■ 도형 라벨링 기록

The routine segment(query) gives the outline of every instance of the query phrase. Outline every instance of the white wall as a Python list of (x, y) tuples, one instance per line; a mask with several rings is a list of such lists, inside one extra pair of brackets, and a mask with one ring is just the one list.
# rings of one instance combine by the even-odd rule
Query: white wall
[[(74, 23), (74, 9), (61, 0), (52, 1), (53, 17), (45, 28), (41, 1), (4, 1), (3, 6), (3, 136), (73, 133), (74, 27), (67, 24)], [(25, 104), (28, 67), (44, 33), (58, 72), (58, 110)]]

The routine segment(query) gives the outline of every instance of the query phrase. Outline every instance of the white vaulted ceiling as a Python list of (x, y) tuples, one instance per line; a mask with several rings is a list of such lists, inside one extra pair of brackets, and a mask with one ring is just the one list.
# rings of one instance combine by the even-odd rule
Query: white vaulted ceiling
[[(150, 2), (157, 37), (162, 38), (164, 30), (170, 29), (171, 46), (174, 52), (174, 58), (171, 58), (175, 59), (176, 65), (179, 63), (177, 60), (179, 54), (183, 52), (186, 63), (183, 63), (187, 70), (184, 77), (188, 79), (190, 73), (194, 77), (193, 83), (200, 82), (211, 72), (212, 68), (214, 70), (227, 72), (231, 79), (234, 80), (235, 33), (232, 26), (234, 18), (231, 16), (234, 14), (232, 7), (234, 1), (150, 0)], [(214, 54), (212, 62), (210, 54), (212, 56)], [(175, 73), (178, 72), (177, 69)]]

■ 과제 설명
자료의 맨 처음부터 "Query: white wall"가 들어 있는 줄까지, 양 끝 줄을 포함해 그대로 다시 적으세요.

■ 과제 답변
The routine segment(query) gives the outline of every instance of the query phrase. Outline every instance of the white wall as a Python list of (x, y) tuples, one instance per line; a mask with several rings is a list of such lists, inside one extra pair of brackets, and a mask with one ring is just the one list.
# rings of one instance combine by the even-odd rule
Query: white wall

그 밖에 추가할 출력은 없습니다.